--- START OF Page extract ---
He published on his site...very nice. Jpegs on the site under his gear tab. Hardly made a tweak off of those.


----------



## y8c616

*Ashdown Fallen Angel 60dsp*
Gain: 8
Treble: 8
Mid: 7
Bass: 4
Nice chunky, but not fuzzy rhythm tone. Just hit delay and boost for leads
NB: This head is reeeeally bass-heavy, hence the low bass setting and high trble and mids on my setting


----------



## Herb Dorklift

*Mesa Boogie Mark IV - Chunky Rhythm (Recto-esque)*

Lead Channel & EQ
Gain - 7.5/8 pulled
Treble - 7
Mids - 5.5
Bass - 2.5
Drive - 8 pulled
Presence - 2.5 pushed

Set volumes to whatever you want.

Mid Gain
Triode
Simul Class
Full Power or Tweed

Set EQ like the attached pic.

(The 1st and 4th sliders are supposed to be at the top line, the 3rd slider at the bottom)
--- END OF Page extract ---
--- START OF Record list ---
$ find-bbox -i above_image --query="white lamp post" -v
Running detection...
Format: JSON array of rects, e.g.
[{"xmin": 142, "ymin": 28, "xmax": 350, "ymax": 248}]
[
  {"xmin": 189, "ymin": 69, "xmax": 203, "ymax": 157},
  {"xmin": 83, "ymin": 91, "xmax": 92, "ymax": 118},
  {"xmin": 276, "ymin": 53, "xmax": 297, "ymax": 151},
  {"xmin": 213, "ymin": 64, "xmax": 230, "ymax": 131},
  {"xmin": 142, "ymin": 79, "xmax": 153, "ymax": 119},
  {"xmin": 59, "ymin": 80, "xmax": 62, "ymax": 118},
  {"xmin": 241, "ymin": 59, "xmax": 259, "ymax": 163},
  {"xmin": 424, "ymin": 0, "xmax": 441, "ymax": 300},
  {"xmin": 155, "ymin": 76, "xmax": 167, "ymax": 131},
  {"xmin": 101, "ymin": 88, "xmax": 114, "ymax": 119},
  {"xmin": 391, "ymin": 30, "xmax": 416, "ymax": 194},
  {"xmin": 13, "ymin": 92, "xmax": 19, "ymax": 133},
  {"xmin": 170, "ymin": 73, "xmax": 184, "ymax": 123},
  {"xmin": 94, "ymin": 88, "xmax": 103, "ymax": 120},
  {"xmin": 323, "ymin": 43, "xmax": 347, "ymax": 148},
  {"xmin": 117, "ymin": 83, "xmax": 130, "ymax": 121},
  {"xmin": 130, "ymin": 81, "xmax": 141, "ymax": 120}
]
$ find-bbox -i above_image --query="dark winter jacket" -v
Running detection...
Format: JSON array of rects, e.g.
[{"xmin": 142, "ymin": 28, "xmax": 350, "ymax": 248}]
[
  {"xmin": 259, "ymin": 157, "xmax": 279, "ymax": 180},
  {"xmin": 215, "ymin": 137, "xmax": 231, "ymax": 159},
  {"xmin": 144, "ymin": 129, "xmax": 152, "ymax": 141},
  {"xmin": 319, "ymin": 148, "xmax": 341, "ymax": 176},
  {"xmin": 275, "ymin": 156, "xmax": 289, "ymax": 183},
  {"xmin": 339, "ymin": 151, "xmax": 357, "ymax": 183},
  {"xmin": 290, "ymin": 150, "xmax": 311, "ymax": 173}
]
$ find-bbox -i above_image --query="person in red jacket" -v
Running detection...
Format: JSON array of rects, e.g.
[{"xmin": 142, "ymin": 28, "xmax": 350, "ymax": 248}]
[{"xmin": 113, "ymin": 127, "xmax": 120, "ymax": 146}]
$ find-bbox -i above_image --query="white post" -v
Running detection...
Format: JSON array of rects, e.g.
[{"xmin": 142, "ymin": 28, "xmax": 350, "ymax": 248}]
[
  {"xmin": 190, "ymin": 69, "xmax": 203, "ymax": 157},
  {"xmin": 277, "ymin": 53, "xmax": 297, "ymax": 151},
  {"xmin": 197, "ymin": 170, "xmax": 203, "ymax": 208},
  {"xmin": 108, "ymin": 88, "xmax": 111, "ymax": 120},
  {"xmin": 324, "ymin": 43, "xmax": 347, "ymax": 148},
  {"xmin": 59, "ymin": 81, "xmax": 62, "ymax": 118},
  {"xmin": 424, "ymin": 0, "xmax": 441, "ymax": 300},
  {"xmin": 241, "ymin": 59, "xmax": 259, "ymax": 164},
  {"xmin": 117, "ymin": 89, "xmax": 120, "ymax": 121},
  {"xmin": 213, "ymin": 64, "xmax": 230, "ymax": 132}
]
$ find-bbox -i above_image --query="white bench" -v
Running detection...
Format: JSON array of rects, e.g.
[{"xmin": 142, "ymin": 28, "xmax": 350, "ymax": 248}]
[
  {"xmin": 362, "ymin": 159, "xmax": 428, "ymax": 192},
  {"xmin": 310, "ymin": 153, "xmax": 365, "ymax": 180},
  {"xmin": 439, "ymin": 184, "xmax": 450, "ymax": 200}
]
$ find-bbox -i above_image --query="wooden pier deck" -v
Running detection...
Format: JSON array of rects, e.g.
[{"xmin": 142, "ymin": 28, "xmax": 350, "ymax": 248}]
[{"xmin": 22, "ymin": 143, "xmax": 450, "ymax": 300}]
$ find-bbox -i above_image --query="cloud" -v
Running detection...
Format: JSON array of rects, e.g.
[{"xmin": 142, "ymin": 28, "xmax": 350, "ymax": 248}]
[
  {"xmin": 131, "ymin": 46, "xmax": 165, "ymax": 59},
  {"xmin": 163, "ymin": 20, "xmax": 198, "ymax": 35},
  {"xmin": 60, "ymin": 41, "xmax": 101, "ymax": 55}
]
--- END OF Record list ---
Instruction 1
Reproduce the whole amp settings thread above word for word.
Instruction 2
Collect every line of the records above that contains the string "post". Case counts.

Final answer 1
He published on his site...very nice. Jpegs on the site under his gear tab. Hardly made a tweak off of those.


----------



## y8c616

*Ashdown Fallen Angel 60dsp*
Gain: 8
Treble: 8
Mid: 7
Bass: 4
Nice chunky, but not fuzzy rhythm tone. Just hit delay and boost for leads
NB: This head is reeeeally bass-heavy, hence the low bass setting and high trble and mids on my setting


----------



## Herb Dorklift

*Mesa Boogie Mark IV - Chunky Rhythm (Recto-esque)*

Lead Channel & EQ
Gain - 7.5/8 pulled
Treble - 7
Mids - 5.5
Bass - 2.5
Drive - 8 pulled
Presence - 2.5 pushed

Set volumes to whatever you want.

Mid Gain
Triode
Simul Class
Full Power or Tweed

Set EQ like the attached pic.

(The 1st and 4th sliders are supposed to be at the top line, the 3rd slider at the bottom)

Final answer 2
$ find-bbox -i above_image --query="white lamp post" -v
$ find-bbox -i above_image --query="white post" -v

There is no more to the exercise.